— PROVIDED RECORDS —
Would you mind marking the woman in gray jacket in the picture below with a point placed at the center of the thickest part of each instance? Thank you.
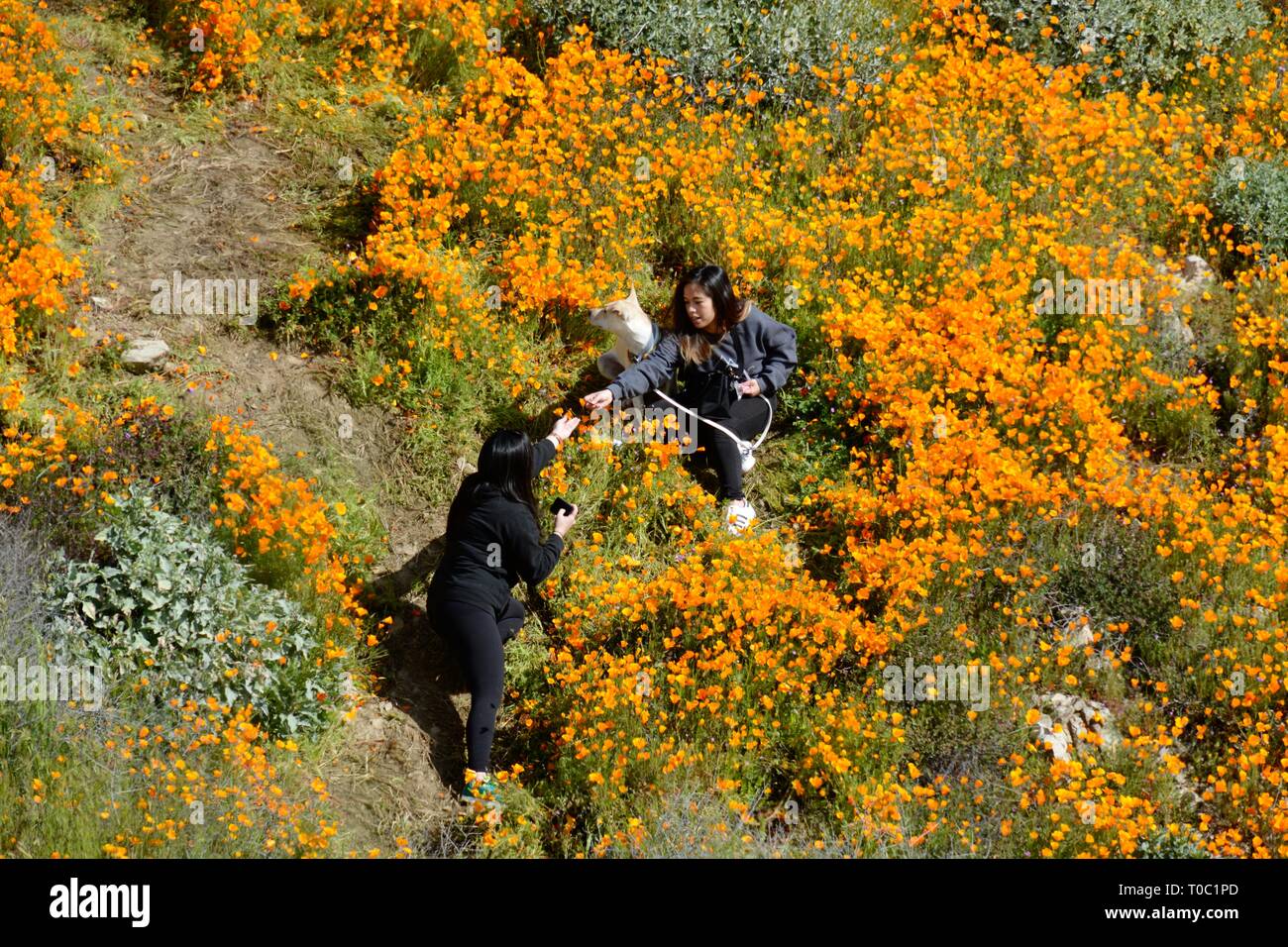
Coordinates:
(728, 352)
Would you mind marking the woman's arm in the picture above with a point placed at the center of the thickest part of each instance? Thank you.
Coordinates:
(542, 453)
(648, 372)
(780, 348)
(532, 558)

— WHAT YOU WILL DO —
Say how many lines in the records hold the string "instance". Give no other words.

— RESULT OF THE TASK —
2